╭─ TEXT PASSAGE

While neither specific patents, nor standards could be found pertaining to self-charging bio-loggers, there are companies that produce battery powered tags. One such company is Wildlife Computers. They produce a variety of wildlife tags, all of which are powered from large batteries. Four of their tags are shown in Table 1 for reference. These tags all have lifetimes that extend out close to, or more than a year, but their mass is approximately 1-2 orders of magnitude too high for use on most bird species. Our system is designed to be extremely light-weight, and will have lifetimes that far exceed those specified for these systems.

╰─
╭─ ENTRIES SHOWN

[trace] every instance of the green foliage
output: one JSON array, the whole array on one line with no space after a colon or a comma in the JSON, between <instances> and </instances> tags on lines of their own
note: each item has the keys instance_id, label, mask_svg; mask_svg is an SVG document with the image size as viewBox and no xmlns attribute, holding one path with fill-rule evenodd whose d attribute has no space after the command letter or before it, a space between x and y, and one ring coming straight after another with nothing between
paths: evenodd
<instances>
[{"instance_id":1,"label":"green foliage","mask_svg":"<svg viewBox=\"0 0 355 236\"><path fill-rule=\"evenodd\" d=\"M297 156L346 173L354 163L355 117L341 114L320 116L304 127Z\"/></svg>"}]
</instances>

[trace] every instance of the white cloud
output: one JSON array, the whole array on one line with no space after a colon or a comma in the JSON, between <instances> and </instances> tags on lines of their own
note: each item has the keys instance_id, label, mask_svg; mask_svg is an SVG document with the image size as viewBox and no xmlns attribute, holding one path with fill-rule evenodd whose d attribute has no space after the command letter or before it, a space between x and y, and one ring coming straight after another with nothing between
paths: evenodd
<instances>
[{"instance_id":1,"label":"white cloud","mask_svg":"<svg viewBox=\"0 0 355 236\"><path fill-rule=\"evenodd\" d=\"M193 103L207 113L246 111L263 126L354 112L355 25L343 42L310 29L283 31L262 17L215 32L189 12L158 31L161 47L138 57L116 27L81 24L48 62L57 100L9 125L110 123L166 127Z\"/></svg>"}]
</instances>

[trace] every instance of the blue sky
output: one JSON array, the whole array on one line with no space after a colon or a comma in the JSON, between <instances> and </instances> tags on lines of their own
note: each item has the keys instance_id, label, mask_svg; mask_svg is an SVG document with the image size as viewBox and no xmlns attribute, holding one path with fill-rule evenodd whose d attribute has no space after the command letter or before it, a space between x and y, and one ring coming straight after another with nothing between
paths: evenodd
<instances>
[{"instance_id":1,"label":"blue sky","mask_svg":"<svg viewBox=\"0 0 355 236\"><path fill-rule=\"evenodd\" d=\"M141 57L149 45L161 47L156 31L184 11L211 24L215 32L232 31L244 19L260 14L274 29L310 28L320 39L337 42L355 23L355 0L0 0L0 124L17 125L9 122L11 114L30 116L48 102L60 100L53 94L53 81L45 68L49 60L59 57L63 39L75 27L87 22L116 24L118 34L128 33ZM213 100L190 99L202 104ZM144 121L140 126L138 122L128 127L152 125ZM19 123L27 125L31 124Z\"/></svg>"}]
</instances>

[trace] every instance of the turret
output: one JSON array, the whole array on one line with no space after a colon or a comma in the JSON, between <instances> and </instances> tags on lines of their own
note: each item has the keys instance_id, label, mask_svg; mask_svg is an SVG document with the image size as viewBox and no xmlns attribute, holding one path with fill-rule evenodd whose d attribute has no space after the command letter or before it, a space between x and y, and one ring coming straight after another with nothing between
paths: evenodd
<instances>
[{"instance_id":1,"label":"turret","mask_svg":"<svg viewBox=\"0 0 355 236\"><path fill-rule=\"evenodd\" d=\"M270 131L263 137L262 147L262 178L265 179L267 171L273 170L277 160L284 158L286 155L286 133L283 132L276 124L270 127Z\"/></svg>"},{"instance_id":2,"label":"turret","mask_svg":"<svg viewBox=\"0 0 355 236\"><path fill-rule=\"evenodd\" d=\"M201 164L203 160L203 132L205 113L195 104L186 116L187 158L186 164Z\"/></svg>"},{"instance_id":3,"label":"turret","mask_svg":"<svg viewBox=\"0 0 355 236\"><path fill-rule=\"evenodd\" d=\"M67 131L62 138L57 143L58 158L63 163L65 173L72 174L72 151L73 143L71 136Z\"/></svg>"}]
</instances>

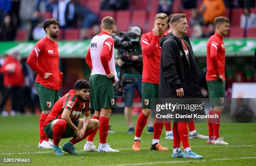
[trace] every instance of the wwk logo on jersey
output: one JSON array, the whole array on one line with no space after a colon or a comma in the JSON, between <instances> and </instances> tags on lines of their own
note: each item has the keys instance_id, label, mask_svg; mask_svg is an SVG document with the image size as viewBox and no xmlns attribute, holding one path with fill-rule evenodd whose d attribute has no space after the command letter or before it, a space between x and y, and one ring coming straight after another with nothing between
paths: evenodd
<instances>
[{"instance_id":1,"label":"wwk logo on jersey","mask_svg":"<svg viewBox=\"0 0 256 166\"><path fill-rule=\"evenodd\" d=\"M74 103L73 101L69 101L69 102L68 102L68 103L67 104L67 106L70 107L71 108L72 108L73 106L74 106Z\"/></svg>"}]
</instances>

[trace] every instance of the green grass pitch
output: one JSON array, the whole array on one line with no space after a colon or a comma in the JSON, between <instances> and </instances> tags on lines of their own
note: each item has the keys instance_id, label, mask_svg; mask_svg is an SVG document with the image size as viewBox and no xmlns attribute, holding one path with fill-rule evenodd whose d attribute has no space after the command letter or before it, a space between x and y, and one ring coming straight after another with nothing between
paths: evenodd
<instances>
[{"instance_id":1,"label":"green grass pitch","mask_svg":"<svg viewBox=\"0 0 256 166\"><path fill-rule=\"evenodd\" d=\"M146 133L144 129L141 136L141 150L131 150L134 135L127 134L127 125L123 115L113 115L110 125L116 131L109 133L107 141L111 147L120 150L119 153L84 153L82 151L84 140L75 145L81 154L70 155L66 152L63 156L55 156L51 149L39 149L39 116L0 116L0 158L30 158L31 163L16 163L15 166L253 166L256 165L256 124L220 125L220 133L228 146L208 145L206 139L190 139L190 146L203 159L195 160L171 158L172 140L164 138L163 131L160 143L170 148L165 151L152 151L150 146L152 134ZM133 117L136 126L137 117ZM207 135L207 123L196 124L198 132ZM61 140L62 145L69 139ZM99 144L98 133L94 144ZM1 165L7 165L0 163Z\"/></svg>"}]
</instances>

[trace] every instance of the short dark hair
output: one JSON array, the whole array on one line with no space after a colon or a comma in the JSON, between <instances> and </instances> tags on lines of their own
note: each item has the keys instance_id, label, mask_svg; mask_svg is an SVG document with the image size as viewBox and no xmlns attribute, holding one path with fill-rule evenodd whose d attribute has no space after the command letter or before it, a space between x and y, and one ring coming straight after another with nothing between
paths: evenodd
<instances>
[{"instance_id":1,"label":"short dark hair","mask_svg":"<svg viewBox=\"0 0 256 166\"><path fill-rule=\"evenodd\" d=\"M90 84L85 80L78 80L74 84L74 89L75 90L80 91L82 89L88 89L90 88Z\"/></svg>"},{"instance_id":2,"label":"short dark hair","mask_svg":"<svg viewBox=\"0 0 256 166\"><path fill-rule=\"evenodd\" d=\"M110 30L115 25L115 20L110 16L105 17L102 19L101 24L103 29Z\"/></svg>"},{"instance_id":3,"label":"short dark hair","mask_svg":"<svg viewBox=\"0 0 256 166\"><path fill-rule=\"evenodd\" d=\"M47 19L44 22L43 28L44 28L44 30L46 33L47 33L46 30L46 28L49 28L49 27L50 27L50 25L51 24L56 25L59 26L59 21L53 19L52 18L50 18L49 19Z\"/></svg>"},{"instance_id":4,"label":"short dark hair","mask_svg":"<svg viewBox=\"0 0 256 166\"><path fill-rule=\"evenodd\" d=\"M170 20L172 25L173 26L173 24L179 21L180 19L182 18L186 18L186 16L187 15L184 13L174 14L173 15L172 15Z\"/></svg>"},{"instance_id":5,"label":"short dark hair","mask_svg":"<svg viewBox=\"0 0 256 166\"><path fill-rule=\"evenodd\" d=\"M214 27L216 28L217 24L221 24L223 23L229 23L229 19L226 17L220 16L215 18L214 20Z\"/></svg>"}]
</instances>

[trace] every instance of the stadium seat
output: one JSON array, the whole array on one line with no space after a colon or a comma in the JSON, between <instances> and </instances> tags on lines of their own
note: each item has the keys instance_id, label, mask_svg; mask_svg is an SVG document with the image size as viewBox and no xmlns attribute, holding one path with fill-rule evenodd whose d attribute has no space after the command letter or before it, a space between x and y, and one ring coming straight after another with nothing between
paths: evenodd
<instances>
[{"instance_id":1,"label":"stadium seat","mask_svg":"<svg viewBox=\"0 0 256 166\"><path fill-rule=\"evenodd\" d=\"M247 30L247 38L256 38L256 28L249 28Z\"/></svg>"},{"instance_id":2,"label":"stadium seat","mask_svg":"<svg viewBox=\"0 0 256 166\"><path fill-rule=\"evenodd\" d=\"M87 8L97 15L100 9L101 4L100 0L88 0L86 5Z\"/></svg>"},{"instance_id":3,"label":"stadium seat","mask_svg":"<svg viewBox=\"0 0 256 166\"><path fill-rule=\"evenodd\" d=\"M132 13L132 15L131 25L138 25L143 29L144 29L146 24L146 11L142 10L134 10Z\"/></svg>"},{"instance_id":4,"label":"stadium seat","mask_svg":"<svg viewBox=\"0 0 256 166\"><path fill-rule=\"evenodd\" d=\"M115 18L115 12L114 10L102 10L100 11L100 19L99 20L100 23L101 23L101 20L102 18L108 16L112 17L114 19Z\"/></svg>"},{"instance_id":5,"label":"stadium seat","mask_svg":"<svg viewBox=\"0 0 256 166\"><path fill-rule=\"evenodd\" d=\"M235 8L232 10L231 26L233 27L240 26L240 18L242 13L243 9L241 8Z\"/></svg>"},{"instance_id":6,"label":"stadium seat","mask_svg":"<svg viewBox=\"0 0 256 166\"><path fill-rule=\"evenodd\" d=\"M76 40L79 37L78 29L67 29L65 30L65 40Z\"/></svg>"},{"instance_id":7,"label":"stadium seat","mask_svg":"<svg viewBox=\"0 0 256 166\"><path fill-rule=\"evenodd\" d=\"M230 38L243 38L244 30L240 27L232 26L229 33Z\"/></svg>"},{"instance_id":8,"label":"stadium seat","mask_svg":"<svg viewBox=\"0 0 256 166\"><path fill-rule=\"evenodd\" d=\"M136 0L134 3L135 10L146 10L149 2L148 0Z\"/></svg>"},{"instance_id":9,"label":"stadium seat","mask_svg":"<svg viewBox=\"0 0 256 166\"><path fill-rule=\"evenodd\" d=\"M116 12L116 25L119 31L126 31L130 20L129 10L119 10Z\"/></svg>"},{"instance_id":10,"label":"stadium seat","mask_svg":"<svg viewBox=\"0 0 256 166\"><path fill-rule=\"evenodd\" d=\"M25 41L26 40L27 32L25 30L19 30L16 35L17 41Z\"/></svg>"}]
</instances>

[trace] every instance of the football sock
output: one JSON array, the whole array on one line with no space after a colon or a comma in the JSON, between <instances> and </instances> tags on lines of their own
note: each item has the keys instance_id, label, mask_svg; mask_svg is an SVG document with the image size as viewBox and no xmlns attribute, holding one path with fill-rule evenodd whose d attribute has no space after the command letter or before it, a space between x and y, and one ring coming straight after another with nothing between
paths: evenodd
<instances>
[{"instance_id":1,"label":"football sock","mask_svg":"<svg viewBox=\"0 0 256 166\"><path fill-rule=\"evenodd\" d=\"M95 119L97 119L98 120L100 118L97 117L94 115L93 116L92 116L92 118ZM92 133L91 135L90 135L90 136L88 136L88 138L87 138L87 141L90 141L93 142L93 138L94 138L94 137L95 137L95 135L96 135L96 133L97 133L97 131L98 131L98 129L97 129L93 133Z\"/></svg>"},{"instance_id":2,"label":"football sock","mask_svg":"<svg viewBox=\"0 0 256 166\"><path fill-rule=\"evenodd\" d=\"M108 118L100 116L99 118L100 127L99 127L99 133L100 134L100 143L107 143L107 136L108 131L109 119Z\"/></svg>"},{"instance_id":3,"label":"football sock","mask_svg":"<svg viewBox=\"0 0 256 166\"><path fill-rule=\"evenodd\" d=\"M141 137L142 131L143 131L143 129L147 123L147 120L148 117L144 114L143 111L141 111L138 117L138 120L137 120L135 136L137 137Z\"/></svg>"},{"instance_id":4,"label":"football sock","mask_svg":"<svg viewBox=\"0 0 256 166\"><path fill-rule=\"evenodd\" d=\"M64 120L61 119L56 123L52 131L54 145L59 145L61 136L65 132L66 126L67 122Z\"/></svg>"},{"instance_id":5,"label":"football sock","mask_svg":"<svg viewBox=\"0 0 256 166\"><path fill-rule=\"evenodd\" d=\"M40 119L39 120L39 131L40 133L40 143L41 143L43 141L49 141L49 138L44 133L44 121L46 119L46 118L48 114L46 114L45 113L41 113L41 116L40 116Z\"/></svg>"}]
</instances>

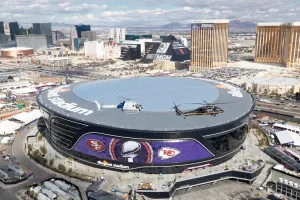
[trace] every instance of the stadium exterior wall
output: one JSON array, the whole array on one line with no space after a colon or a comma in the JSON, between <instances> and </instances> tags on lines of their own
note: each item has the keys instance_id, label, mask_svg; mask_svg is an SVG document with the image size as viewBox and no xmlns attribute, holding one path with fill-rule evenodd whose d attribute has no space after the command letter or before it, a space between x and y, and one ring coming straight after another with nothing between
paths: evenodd
<instances>
[{"instance_id":1,"label":"stadium exterior wall","mask_svg":"<svg viewBox=\"0 0 300 200\"><path fill-rule=\"evenodd\" d=\"M39 103L40 104L40 103ZM208 127L200 130L186 130L186 131L141 131L141 130L129 130L122 128L106 127L101 125L89 124L87 122L79 122L77 120L71 119L69 117L63 116L62 114L55 113L52 110L48 110L40 104L43 110L49 112L50 116L45 120L45 123L50 130L50 138L52 146L60 153L71 156L75 160L85 163L90 166L107 168L116 171L140 171L145 173L180 173L189 167L201 166L204 164L218 165L224 163L225 161L232 158L241 148L243 142L246 138L246 134L249 128L250 118L249 115L253 111L254 106L251 111L246 113L243 117L231 121L227 124ZM84 125L83 125L83 124ZM61 125L60 125L61 124ZM70 136L71 129L63 130L66 127L75 127L76 124L81 124L83 126L78 126L77 133L73 132L74 137ZM59 134L57 134L59 132ZM68 136L66 136L68 135ZM97 149L84 150L81 148L80 143L86 142L86 144L92 139L93 142L97 141L97 137L101 137L102 141L108 141L106 144L100 144L105 146L109 150L110 154L115 154L115 159L99 158L94 156L93 151ZM84 138L87 137L87 138ZM62 142L64 140L70 139L70 146L65 146ZM155 149L155 146L163 144L171 144L174 142L182 141L193 141L202 146L200 149L200 154L210 154L208 156L199 157L199 159L192 160L182 160L181 162L154 162L153 154L151 161L145 161L141 157L141 162L130 163L119 159L118 154L120 150L114 150L115 146L120 146L120 142L123 144L124 141L134 141L141 144L145 144L146 154L149 154L149 149L147 145ZM99 141L99 140L98 140ZM113 141L113 142L112 142ZM115 143L114 143L115 142ZM158 144L156 144L158 143ZM77 145L79 145L77 147ZM178 146L182 146L179 143ZM166 145L168 146L168 145ZM178 146L176 148L178 148ZM163 146L161 146L163 147ZM144 147L143 147L144 148ZM179 147L180 149L180 147ZM167 149L168 150L168 149ZM170 149L169 149L170 150ZM203 151L203 152L202 152ZM147 153L148 152L148 153ZM150 151L151 152L151 151ZM209 153L208 153L209 152ZM189 157L186 155L185 157ZM151 157L151 156L150 156ZM157 156L156 156L157 157ZM149 158L149 156L148 156ZM167 158L168 159L168 158ZM167 160L166 159L166 160ZM149 159L148 159L149 160Z\"/></svg>"}]
</instances>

╰─

== WHAT NEEDS TO BE DONE ==
Please state what powers all of the tags made by Wildlife Computers, according to the passage on bio-loggers. The listing has no role here.

== SOLUTION FOR THIS EXERCISE ==
Large batteries power all of them.